◆ **Text to read**
GitHub - EdisonNi-hku/CausalMT: Official codebase for "Original or Translated? A Causal Analysis of the Impact of Translationese on Machine Translation Performance"

This repo contains the codes of Causality for Machine Translation.

code/ stores the scripts to run NMT models.
data/ stores the code to generate MT data between cause and effect languages.
- data/raw_datasets data of five language pairs with clear translation direction.
- data/bpe_datasets BPE parsed data/raw_datasets
- data/raw_topic_datasets data of five language pairs with clear translation direction and topic controlled.
- data/topic_bpe_datasets BPE parsed data/raw_topic_datasets, filtered with length ratio 1.5.

Configure the Environment

copy and run the following:

# $DIR_ABS_PATH="a path that you prefer"

# 1. prepare conda environment
conda create -n fairseq python==3.7 --yes
source activate fairseq
cd $DIR_ABS_PATH
cd code/tools/fairseq
pip install --editable ./
cd $DIR_ABS_PATH
pip install -r code/requirements.txt
pip install sacrebleu==1.5.1
mkdir -p data/run_nmt/ssl

How to Run NMT Models

Supervised Experiments

To run the supervised experiments, the first step is to prepare the supervised training data with causal:anticausal=0:100, 25:75, 50:50, 75:25, 100:0. Following is an example of preparing en-es data.

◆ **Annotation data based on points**

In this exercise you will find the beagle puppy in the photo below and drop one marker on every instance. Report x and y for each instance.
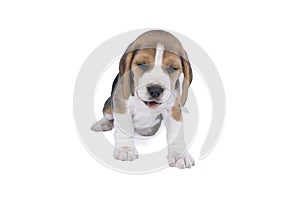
(146, 92)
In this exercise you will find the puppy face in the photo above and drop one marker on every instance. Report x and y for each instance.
(151, 66)
(155, 73)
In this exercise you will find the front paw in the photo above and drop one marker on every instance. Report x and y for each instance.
(125, 153)
(181, 161)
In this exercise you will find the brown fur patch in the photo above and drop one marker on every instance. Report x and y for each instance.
(172, 59)
(176, 111)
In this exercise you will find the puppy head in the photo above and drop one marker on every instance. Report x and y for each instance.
(151, 66)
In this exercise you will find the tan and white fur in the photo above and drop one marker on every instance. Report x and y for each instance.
(146, 92)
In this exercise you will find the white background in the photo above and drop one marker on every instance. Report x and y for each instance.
(255, 46)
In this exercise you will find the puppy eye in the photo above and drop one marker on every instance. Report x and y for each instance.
(171, 69)
(143, 66)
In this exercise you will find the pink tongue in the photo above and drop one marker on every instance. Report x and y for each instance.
(152, 104)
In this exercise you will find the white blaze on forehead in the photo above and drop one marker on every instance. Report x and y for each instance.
(155, 76)
(159, 54)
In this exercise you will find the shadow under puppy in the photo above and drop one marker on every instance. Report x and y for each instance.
(148, 86)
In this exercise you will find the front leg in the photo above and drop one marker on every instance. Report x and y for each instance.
(178, 156)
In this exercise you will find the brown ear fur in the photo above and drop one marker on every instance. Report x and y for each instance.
(125, 73)
(188, 77)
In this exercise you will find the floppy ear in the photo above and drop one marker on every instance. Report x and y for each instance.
(125, 74)
(188, 77)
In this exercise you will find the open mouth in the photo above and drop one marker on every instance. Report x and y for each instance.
(152, 104)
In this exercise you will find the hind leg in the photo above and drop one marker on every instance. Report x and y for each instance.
(107, 122)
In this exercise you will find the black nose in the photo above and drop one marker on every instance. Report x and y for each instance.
(155, 90)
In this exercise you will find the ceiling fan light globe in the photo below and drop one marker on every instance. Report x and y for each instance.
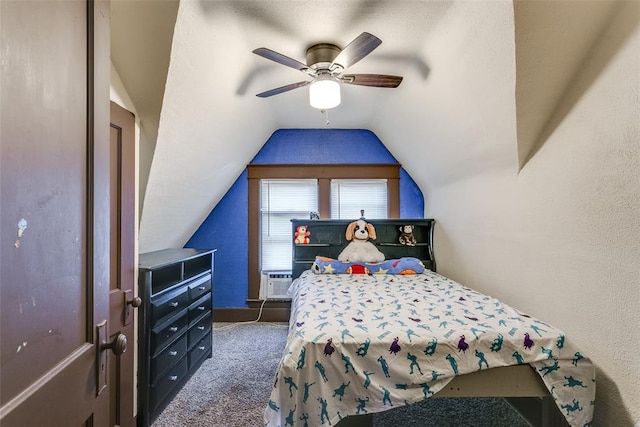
(324, 94)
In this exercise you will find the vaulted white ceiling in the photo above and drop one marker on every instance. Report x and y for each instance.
(483, 83)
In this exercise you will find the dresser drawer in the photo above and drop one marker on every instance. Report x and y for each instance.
(198, 331)
(168, 382)
(165, 334)
(168, 357)
(166, 305)
(199, 287)
(199, 352)
(199, 308)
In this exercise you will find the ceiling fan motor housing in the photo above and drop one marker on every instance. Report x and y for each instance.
(321, 55)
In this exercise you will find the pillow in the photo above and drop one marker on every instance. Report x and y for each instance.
(406, 265)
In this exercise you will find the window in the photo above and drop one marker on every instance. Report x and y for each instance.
(280, 201)
(349, 196)
(324, 177)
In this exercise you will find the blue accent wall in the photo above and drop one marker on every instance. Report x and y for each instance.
(226, 226)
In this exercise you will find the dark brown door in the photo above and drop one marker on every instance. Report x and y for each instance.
(121, 299)
(54, 222)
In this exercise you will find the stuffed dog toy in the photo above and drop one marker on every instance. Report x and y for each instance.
(361, 249)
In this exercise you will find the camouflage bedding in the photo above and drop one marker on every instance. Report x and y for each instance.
(367, 343)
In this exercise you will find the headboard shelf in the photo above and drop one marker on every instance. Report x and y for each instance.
(327, 238)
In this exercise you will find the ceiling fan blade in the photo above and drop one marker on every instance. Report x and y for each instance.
(360, 47)
(280, 58)
(375, 80)
(281, 89)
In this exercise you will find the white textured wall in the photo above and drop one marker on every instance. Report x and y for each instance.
(561, 238)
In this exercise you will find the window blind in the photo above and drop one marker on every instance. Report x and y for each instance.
(280, 201)
(349, 196)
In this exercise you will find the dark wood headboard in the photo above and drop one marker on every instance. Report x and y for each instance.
(328, 238)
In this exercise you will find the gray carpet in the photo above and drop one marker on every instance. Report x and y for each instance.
(232, 388)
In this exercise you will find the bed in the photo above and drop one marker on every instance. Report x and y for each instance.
(365, 343)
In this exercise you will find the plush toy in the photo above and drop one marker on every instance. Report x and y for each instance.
(302, 235)
(361, 249)
(406, 235)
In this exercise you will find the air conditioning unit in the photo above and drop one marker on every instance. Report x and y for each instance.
(274, 284)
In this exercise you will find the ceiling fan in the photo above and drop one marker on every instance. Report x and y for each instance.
(326, 64)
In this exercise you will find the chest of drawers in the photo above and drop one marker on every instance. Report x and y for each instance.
(174, 324)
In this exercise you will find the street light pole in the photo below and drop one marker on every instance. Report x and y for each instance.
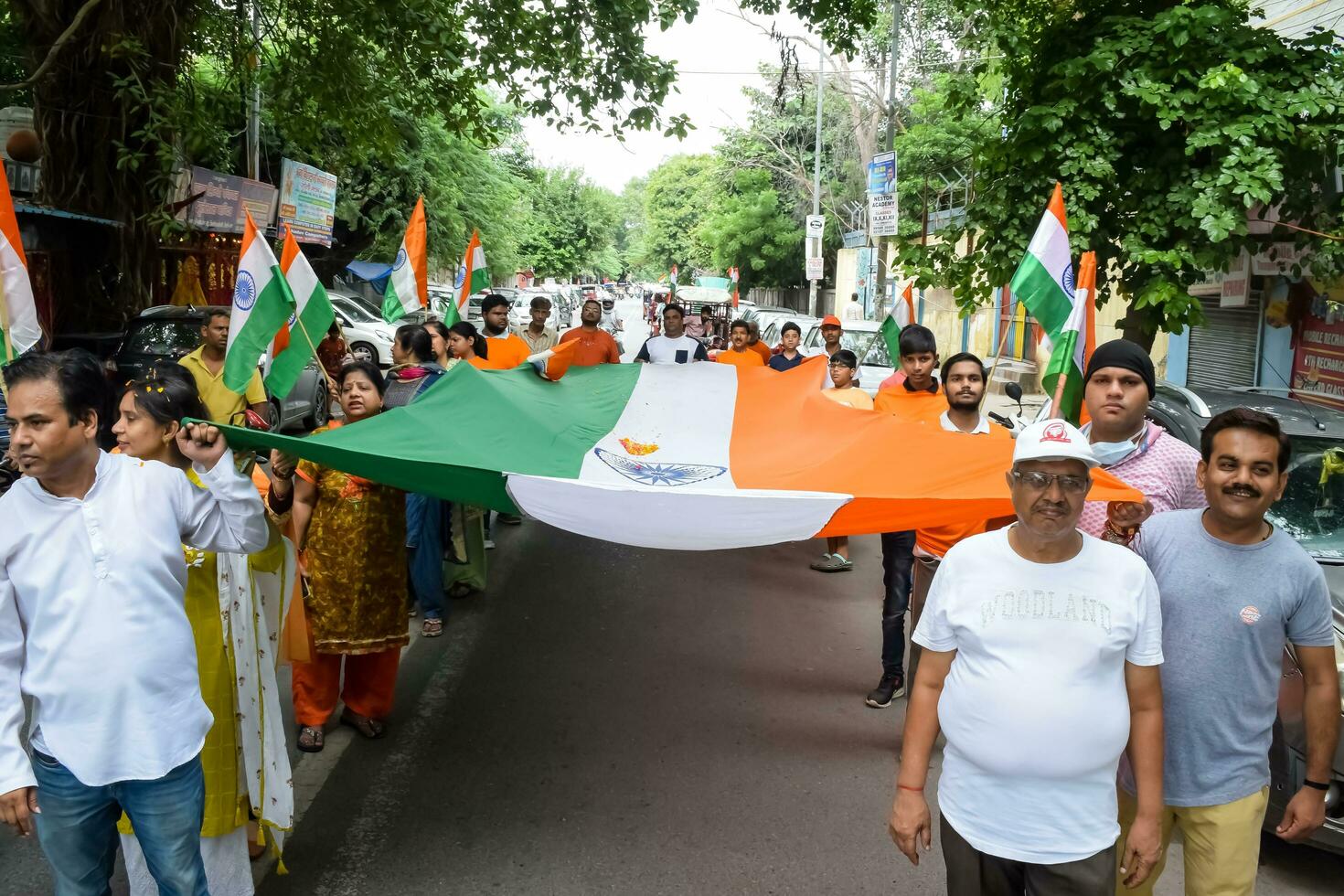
(880, 298)
(816, 172)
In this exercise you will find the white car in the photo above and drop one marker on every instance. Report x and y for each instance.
(368, 336)
(862, 338)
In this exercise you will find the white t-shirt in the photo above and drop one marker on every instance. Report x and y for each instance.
(1035, 709)
(664, 349)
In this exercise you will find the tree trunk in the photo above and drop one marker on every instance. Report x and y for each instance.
(103, 114)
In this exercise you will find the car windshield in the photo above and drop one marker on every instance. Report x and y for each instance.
(354, 311)
(1312, 508)
(169, 337)
(857, 341)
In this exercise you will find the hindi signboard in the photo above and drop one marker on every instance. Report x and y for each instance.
(222, 199)
(306, 202)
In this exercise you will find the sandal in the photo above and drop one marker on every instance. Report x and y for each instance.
(311, 739)
(369, 729)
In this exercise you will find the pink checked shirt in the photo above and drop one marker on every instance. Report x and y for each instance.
(1163, 469)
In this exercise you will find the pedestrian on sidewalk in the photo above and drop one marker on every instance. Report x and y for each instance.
(1118, 384)
(672, 346)
(964, 386)
(426, 517)
(755, 344)
(1041, 646)
(594, 344)
(843, 367)
(832, 334)
(789, 357)
(438, 344)
(537, 334)
(915, 400)
(1234, 592)
(507, 348)
(738, 354)
(93, 629)
(354, 539)
(243, 762)
(468, 346)
(206, 364)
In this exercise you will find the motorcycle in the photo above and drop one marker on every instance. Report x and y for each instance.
(1015, 423)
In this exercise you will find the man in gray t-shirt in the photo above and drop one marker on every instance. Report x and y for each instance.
(1234, 590)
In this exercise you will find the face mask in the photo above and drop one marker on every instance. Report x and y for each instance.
(1112, 453)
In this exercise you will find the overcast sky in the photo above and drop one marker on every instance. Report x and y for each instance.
(715, 42)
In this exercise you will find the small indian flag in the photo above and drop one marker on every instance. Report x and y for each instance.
(262, 303)
(1063, 377)
(408, 285)
(19, 325)
(297, 338)
(472, 277)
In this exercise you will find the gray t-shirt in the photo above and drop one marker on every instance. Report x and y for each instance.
(1227, 610)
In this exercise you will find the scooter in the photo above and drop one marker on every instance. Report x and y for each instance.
(1015, 423)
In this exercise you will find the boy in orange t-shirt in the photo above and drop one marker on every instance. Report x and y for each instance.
(738, 354)
(917, 400)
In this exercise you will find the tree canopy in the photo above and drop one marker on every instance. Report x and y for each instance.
(1171, 126)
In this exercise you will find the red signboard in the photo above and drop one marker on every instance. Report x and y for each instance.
(1318, 361)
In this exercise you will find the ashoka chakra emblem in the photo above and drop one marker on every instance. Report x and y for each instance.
(245, 292)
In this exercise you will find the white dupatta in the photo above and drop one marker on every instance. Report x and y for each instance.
(253, 606)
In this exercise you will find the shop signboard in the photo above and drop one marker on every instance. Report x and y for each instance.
(306, 202)
(223, 199)
(1318, 360)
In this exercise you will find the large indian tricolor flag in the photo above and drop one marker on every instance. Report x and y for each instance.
(408, 283)
(262, 303)
(19, 326)
(674, 455)
(296, 341)
(472, 277)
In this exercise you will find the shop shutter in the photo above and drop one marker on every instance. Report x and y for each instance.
(1221, 349)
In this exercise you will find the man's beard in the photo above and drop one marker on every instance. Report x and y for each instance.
(963, 403)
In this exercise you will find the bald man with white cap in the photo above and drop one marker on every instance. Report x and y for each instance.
(1040, 653)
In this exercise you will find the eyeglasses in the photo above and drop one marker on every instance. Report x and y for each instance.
(1041, 481)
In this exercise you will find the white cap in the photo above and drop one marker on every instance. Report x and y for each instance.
(1052, 441)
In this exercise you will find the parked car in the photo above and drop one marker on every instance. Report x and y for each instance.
(368, 335)
(169, 332)
(1312, 511)
(860, 337)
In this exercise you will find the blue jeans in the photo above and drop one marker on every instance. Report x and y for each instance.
(426, 535)
(77, 827)
(898, 555)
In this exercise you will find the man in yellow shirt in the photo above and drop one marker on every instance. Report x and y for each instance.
(738, 354)
(208, 367)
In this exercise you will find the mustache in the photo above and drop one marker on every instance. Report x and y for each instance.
(1243, 491)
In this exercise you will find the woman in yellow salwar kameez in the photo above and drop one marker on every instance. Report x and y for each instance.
(234, 604)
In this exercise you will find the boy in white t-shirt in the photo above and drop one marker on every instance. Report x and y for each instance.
(674, 346)
(1040, 658)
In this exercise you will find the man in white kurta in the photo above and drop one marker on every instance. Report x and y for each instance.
(93, 629)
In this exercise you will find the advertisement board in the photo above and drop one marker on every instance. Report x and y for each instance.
(882, 214)
(306, 202)
(222, 199)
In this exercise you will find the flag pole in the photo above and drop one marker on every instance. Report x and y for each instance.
(1060, 394)
(8, 343)
(331, 383)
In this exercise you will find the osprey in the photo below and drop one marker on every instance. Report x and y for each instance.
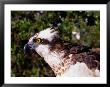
(64, 58)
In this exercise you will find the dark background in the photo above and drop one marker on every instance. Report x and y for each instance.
(2, 2)
(24, 24)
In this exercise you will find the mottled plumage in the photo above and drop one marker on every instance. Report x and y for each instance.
(64, 58)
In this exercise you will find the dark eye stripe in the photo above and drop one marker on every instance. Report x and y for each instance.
(38, 40)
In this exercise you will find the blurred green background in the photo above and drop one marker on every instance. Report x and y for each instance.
(24, 24)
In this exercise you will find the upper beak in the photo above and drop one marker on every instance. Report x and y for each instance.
(29, 47)
(26, 49)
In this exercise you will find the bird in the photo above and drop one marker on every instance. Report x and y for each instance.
(64, 58)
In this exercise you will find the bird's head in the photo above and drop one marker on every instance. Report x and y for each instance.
(44, 37)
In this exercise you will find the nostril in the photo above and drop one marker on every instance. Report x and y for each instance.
(26, 49)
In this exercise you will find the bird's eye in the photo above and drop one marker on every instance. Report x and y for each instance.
(38, 40)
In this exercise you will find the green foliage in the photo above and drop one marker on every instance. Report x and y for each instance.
(26, 23)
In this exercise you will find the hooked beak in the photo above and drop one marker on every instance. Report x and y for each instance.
(29, 47)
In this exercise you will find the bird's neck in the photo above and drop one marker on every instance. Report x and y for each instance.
(54, 59)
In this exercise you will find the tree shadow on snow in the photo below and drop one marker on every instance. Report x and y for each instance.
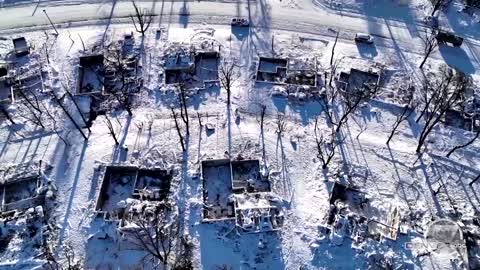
(456, 57)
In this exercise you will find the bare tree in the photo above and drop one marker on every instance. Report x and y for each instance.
(6, 114)
(183, 107)
(406, 112)
(353, 99)
(473, 3)
(439, 4)
(333, 48)
(326, 146)
(67, 260)
(126, 80)
(179, 131)
(281, 124)
(460, 146)
(228, 75)
(54, 121)
(445, 93)
(262, 121)
(111, 129)
(144, 19)
(430, 42)
(474, 180)
(154, 232)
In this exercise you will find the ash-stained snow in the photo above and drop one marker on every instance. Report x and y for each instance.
(386, 226)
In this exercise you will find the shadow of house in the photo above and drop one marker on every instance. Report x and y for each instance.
(21, 47)
(91, 75)
(124, 182)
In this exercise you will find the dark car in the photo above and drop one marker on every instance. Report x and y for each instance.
(239, 22)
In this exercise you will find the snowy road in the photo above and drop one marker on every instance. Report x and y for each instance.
(308, 19)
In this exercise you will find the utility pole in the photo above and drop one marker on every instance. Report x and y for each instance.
(44, 11)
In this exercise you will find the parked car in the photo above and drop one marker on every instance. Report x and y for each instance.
(364, 38)
(239, 22)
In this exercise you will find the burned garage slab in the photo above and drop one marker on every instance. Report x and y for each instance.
(90, 75)
(217, 189)
(123, 182)
(246, 177)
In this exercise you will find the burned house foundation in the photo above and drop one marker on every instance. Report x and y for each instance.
(235, 190)
(121, 183)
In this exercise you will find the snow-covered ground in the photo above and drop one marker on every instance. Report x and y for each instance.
(421, 188)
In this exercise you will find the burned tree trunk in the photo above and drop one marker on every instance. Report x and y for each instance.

◆ **Complete the following**
(a) From the CausalMT page, repeat word for word the passage starting at "GitHub - EdisonNi-hku/CausalMT: Official" and ending at "run NMT models.".
(b) Answer these questions from the CausalMT page.
(i) How many language pairs does data/raw_datasets contain?
(ii) With what length ratio was data/topic_bpe_datasets filtered?
(iii) Which Python version does the conda create command specify?

◆ **Exercise results**
(a)
GitHub - EdisonNi-hku/CausalMT: Official codebase for "Original or Translated? A Causal Analysis of the Impact of Translationese on Machine Translation Performance"

This repo contains the codes of Causality for Machine Translation.

code/ stores the scripts to run NMT models.

(b)
(i) Five
(ii) 1.5
(iii) 3.7